La lauréate du prix Nobel de la paix de 1905 s’insurgeait déjà contre la course aux armements

Publié le 24 janvier 2025
L'augmentation des dépenses militaires et le réarmement ne garantissent pas la paix, bien au contraire. Tel était le message, il y a plus de cent ans, de Bertha von Suttner, pacifiste autrichienne radicale et première femme à recevoir le prix Nobel de la paix.

Barbara Marti, article publié sur Infosperber le 13 janvier 2025 , traduit par Bon Pour La Tête


Armement et surarmement est le titre d’un texte de 1909 contre la spirale de la course aux armements, dont l’auteure est Bertha von Suttner, première femme à avoir reçu le prix Nobel de la paix en 1905. Elle reprochait aux politiques et aux médias de présenter le réarmement comme une alternative: «Il est admis comme une sagesse prouvée qu’il faut continuer à s’armer encore et encore: il serait incompréhensible et puéril de s’y opposer. Tout au plus les partisans de la paix, éloignés de toute realpolitik, pourraient-ils le faire».

«La majorité de la population veut la paix»

Les militaristes et l’industrie de l’armement savent que la majorité de la population veut en fait la paix. Ils argumenteraient donc que seul l’armement garantit la paix. La phrase «Si tu veux la paix, prépare la guerre» est répétée des millions de fois jusqu’à ce que tout le monde y croie. Mais ceux qui la prononcent sont eux-mêmes «belliqueux», même s’ils le nient. «Car si chacun n’est armé que pour se défendre et non pour attaquer, si l’on supprime donc l’attaque, il ne peut absolument pas y avoir de guerre et l’on peut économiser les armements».

«Le militarisme a besoin de la guerre qui menace»

### Données brutes:
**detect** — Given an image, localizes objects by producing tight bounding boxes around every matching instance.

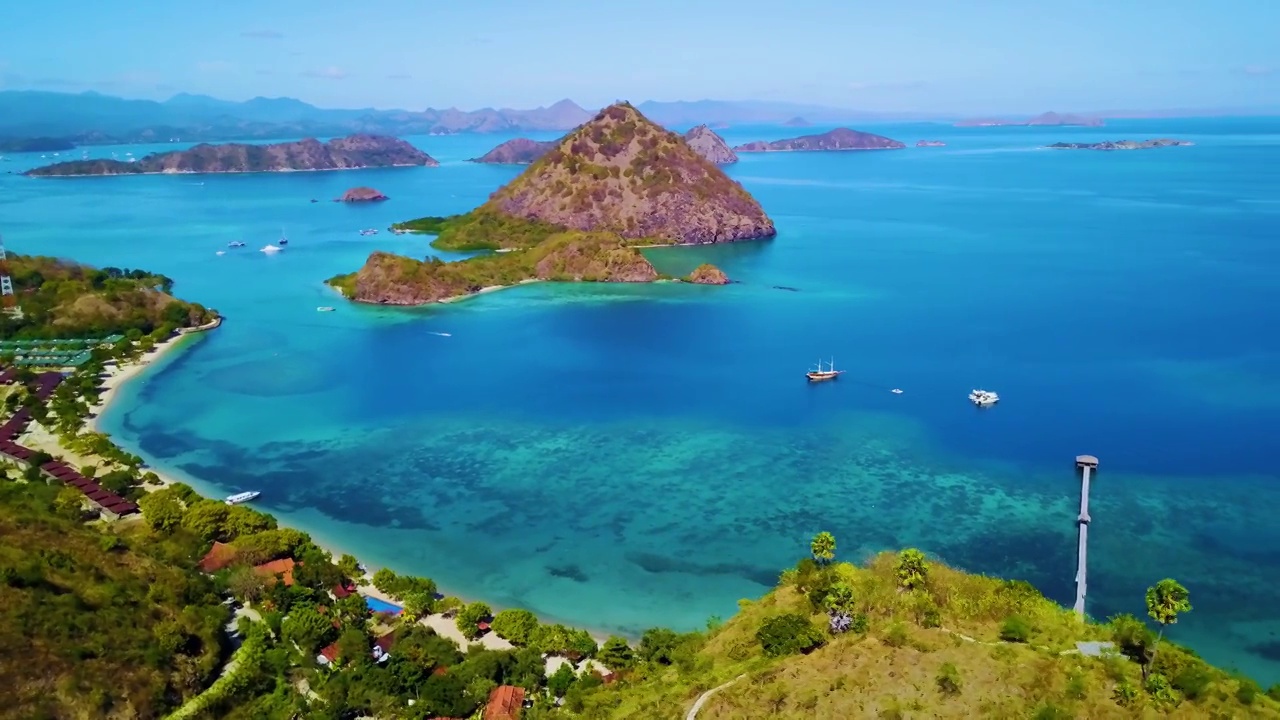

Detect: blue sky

...

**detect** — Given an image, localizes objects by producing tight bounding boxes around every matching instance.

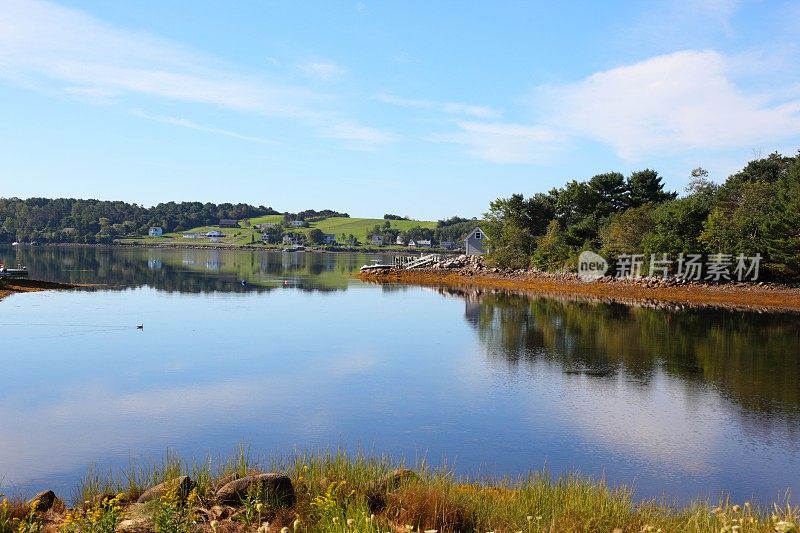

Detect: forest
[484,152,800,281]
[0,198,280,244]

### Objectif visé:
Dans l'article sur Bertha von Suttner, quel titre porte le texte qu'elle a écrit en 1909 contre la course aux armements ?

### Résultat attendu:
Il s'intitule « Armement et surarmement ».